### Task to carry out
Each line of the material that mentions the word "hull" is to be copied.

### Data for this task
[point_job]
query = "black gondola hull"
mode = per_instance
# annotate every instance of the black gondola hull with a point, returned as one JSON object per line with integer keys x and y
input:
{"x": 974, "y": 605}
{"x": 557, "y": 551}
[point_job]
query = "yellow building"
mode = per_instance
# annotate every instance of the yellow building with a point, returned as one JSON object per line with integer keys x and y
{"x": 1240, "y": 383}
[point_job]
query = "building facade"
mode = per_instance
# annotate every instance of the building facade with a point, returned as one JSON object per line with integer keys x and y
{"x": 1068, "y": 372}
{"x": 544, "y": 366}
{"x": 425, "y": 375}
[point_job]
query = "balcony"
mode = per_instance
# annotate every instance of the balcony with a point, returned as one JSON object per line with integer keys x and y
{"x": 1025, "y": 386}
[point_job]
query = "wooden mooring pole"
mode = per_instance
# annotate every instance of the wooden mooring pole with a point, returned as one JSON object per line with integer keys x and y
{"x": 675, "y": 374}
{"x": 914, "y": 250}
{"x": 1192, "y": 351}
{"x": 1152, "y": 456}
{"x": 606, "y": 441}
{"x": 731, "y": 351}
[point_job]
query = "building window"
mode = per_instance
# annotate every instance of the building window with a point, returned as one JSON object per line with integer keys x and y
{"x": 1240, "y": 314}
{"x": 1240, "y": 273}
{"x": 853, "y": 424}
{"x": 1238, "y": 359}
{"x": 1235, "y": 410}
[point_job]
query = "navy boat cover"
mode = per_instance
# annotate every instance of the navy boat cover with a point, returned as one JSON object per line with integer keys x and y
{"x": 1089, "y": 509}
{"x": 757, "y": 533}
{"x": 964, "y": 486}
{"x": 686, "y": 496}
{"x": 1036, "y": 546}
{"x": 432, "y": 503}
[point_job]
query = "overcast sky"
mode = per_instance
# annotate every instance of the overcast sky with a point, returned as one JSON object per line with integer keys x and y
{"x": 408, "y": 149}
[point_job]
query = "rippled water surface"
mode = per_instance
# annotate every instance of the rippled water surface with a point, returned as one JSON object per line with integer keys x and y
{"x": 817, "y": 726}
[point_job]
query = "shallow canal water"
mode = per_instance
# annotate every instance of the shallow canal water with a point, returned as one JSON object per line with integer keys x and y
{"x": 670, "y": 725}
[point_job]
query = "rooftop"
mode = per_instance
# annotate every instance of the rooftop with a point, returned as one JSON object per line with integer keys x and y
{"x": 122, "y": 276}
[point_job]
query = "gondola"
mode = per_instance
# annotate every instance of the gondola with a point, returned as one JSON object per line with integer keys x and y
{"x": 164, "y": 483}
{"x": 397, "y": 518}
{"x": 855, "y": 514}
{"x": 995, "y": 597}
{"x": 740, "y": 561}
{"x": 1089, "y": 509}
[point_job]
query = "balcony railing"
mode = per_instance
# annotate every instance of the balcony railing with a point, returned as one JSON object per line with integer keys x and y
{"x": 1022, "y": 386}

### Answer
query = "black gondola hull"
# annotate every instance of the black gondola hull with a point, returned as one JSON object per line with integer keys x and y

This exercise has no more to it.